WORK TO DO |
Collect every line from the items below that contains the word "paint", matching case exactly.

[Labeled region items]
[START]

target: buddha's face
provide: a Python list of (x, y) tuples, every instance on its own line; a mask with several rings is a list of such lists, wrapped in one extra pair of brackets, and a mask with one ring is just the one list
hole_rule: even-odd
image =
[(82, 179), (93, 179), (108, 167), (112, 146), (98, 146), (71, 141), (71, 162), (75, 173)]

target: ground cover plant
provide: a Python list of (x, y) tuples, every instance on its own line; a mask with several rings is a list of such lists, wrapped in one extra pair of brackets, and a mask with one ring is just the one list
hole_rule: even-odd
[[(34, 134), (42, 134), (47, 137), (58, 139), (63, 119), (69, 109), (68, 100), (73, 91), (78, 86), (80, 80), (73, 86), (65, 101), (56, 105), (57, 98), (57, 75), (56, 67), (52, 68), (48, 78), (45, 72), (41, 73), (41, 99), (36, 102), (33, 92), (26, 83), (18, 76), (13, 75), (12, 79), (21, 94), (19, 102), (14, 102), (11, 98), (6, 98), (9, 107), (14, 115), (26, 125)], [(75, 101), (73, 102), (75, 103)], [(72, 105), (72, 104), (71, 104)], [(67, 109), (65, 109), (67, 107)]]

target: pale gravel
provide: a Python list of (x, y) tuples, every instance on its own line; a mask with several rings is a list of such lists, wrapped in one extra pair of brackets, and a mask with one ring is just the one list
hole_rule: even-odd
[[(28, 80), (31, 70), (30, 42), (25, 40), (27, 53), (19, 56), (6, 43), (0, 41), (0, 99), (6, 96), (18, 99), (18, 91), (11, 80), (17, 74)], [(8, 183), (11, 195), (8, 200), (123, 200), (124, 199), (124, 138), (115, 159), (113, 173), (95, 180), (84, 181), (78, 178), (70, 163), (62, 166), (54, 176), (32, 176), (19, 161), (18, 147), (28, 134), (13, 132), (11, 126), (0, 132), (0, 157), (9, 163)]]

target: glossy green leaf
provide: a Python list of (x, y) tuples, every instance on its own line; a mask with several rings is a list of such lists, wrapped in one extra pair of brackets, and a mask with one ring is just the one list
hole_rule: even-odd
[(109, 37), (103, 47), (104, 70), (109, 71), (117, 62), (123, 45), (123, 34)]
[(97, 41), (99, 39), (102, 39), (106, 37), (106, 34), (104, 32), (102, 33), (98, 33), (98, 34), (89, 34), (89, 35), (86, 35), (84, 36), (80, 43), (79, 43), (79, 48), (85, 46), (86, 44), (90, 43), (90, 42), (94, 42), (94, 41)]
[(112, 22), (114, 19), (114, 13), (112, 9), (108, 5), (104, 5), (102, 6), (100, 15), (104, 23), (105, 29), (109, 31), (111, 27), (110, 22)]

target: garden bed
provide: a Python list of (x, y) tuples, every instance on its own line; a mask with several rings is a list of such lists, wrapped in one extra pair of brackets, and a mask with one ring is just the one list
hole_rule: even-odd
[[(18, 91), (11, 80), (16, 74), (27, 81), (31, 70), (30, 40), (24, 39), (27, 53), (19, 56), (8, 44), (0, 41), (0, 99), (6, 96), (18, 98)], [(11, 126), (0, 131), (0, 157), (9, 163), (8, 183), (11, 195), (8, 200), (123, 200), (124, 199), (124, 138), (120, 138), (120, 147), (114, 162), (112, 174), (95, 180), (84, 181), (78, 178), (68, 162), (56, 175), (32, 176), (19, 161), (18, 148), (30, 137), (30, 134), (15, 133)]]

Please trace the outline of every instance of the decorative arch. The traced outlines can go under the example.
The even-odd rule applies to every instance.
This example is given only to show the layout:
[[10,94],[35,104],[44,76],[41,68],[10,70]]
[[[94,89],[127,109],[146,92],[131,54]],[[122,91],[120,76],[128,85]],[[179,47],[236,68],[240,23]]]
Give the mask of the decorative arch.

[END]
[START]

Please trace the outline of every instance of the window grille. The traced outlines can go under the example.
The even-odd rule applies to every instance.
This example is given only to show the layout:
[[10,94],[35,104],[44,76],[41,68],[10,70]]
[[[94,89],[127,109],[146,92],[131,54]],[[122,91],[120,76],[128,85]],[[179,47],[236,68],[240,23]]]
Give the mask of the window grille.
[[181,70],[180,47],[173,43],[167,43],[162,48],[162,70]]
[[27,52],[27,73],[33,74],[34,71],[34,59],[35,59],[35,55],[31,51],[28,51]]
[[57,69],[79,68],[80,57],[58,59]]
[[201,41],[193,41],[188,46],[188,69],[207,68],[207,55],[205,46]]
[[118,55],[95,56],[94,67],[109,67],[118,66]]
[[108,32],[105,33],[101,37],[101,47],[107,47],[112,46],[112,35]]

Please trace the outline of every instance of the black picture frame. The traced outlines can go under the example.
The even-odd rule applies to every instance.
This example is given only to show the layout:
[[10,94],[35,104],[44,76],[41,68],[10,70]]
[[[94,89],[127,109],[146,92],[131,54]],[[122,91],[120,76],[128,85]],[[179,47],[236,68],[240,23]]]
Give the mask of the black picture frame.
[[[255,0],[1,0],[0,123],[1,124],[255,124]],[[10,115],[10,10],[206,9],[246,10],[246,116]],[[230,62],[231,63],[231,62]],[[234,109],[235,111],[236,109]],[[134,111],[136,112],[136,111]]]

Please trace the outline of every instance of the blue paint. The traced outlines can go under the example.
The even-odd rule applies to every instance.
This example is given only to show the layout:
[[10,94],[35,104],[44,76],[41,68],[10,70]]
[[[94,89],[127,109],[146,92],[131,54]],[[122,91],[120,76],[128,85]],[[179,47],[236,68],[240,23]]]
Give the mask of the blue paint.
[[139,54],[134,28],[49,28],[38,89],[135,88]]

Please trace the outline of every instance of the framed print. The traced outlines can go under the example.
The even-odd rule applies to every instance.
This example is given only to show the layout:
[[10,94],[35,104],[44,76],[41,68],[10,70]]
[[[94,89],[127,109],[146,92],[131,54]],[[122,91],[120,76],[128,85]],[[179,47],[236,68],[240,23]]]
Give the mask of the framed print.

[END]
[START]

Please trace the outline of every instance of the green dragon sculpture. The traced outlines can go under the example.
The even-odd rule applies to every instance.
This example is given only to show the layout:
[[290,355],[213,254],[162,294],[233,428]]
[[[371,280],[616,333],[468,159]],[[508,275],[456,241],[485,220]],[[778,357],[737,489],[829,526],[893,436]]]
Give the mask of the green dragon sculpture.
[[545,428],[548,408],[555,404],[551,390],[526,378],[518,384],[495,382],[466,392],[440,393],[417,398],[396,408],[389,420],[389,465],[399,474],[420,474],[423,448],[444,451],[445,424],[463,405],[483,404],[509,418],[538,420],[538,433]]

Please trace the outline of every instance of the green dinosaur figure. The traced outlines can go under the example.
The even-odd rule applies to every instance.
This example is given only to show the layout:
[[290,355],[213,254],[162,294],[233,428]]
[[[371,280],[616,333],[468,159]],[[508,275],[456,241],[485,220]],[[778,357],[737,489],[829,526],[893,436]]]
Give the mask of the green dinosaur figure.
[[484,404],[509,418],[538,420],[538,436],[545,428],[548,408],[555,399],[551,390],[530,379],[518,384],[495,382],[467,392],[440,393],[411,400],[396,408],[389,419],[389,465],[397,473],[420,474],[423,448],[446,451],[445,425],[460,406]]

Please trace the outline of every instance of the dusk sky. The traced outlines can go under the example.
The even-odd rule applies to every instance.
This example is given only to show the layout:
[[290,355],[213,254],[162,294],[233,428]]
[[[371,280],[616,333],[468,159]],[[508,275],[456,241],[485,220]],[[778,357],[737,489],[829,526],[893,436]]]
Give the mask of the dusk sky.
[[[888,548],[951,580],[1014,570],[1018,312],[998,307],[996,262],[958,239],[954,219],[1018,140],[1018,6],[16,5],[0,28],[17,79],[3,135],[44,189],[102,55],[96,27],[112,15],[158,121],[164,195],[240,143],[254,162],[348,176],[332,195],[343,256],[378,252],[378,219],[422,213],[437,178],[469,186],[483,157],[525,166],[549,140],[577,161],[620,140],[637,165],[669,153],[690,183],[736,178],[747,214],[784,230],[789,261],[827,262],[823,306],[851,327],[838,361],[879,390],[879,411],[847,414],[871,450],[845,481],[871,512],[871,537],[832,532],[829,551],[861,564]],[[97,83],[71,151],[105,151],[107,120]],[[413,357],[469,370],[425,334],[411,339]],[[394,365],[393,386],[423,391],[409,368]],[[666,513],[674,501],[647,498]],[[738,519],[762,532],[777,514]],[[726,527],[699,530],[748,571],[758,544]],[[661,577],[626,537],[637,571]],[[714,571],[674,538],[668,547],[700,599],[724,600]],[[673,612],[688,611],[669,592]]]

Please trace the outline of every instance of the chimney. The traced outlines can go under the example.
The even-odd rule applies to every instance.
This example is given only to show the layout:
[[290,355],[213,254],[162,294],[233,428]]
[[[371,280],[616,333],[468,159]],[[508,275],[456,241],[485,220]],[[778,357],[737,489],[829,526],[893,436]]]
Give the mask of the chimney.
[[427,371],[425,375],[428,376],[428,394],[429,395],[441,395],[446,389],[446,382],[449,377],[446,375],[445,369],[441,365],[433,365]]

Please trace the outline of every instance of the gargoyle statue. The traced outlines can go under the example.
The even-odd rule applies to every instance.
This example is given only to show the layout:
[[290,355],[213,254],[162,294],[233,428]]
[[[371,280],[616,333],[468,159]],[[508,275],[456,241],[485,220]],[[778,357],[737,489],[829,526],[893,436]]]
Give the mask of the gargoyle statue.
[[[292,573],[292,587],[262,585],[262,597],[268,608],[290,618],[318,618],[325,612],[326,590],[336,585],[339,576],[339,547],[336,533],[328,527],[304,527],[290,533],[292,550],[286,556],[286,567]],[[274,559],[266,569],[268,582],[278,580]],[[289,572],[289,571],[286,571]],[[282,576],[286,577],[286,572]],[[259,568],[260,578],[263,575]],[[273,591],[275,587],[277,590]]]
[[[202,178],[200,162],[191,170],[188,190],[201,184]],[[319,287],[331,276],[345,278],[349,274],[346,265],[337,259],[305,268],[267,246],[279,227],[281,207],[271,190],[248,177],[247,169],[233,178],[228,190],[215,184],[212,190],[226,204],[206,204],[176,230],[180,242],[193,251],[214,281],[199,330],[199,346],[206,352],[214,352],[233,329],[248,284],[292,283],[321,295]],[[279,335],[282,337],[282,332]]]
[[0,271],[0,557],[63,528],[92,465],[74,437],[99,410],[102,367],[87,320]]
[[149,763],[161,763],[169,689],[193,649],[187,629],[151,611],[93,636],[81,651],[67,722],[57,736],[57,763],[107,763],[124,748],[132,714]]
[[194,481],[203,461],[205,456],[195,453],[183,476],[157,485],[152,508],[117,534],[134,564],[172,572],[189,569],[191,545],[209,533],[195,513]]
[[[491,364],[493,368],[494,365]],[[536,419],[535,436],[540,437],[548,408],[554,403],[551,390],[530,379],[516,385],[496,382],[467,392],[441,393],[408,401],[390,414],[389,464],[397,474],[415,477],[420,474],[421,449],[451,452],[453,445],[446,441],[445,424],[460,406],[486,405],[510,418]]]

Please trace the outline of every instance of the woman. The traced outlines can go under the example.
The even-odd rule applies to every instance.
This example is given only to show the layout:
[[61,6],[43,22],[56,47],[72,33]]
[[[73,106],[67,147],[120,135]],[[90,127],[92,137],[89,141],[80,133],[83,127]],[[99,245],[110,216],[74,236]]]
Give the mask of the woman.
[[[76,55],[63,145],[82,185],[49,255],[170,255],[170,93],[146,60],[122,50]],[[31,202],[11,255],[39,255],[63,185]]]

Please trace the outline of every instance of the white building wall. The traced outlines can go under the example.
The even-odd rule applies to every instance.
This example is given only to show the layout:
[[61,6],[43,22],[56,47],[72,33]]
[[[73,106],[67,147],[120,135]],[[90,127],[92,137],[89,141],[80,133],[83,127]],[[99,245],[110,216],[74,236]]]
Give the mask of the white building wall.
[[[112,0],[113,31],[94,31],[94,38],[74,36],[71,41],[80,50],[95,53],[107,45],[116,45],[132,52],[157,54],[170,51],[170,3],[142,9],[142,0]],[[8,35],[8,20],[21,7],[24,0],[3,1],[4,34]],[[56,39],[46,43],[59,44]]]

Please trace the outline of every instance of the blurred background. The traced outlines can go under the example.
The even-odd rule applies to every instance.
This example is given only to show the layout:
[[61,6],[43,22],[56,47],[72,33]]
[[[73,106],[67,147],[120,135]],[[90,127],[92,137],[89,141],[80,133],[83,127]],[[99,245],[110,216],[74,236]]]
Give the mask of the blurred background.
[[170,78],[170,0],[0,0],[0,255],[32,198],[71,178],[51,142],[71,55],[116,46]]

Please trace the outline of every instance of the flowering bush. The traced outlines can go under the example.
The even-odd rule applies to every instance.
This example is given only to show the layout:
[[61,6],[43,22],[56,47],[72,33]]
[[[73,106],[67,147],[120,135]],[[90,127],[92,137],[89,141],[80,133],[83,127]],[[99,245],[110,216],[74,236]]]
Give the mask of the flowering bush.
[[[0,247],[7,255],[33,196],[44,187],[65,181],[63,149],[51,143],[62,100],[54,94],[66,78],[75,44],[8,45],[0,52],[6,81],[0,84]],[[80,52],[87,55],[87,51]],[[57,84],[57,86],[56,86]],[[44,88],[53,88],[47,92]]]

[END]

COMPLETE OUTPUT |
Please trace the outline of every instance of the blue paint. The traced outlines can go under the example.
Give the mask of the blue paint.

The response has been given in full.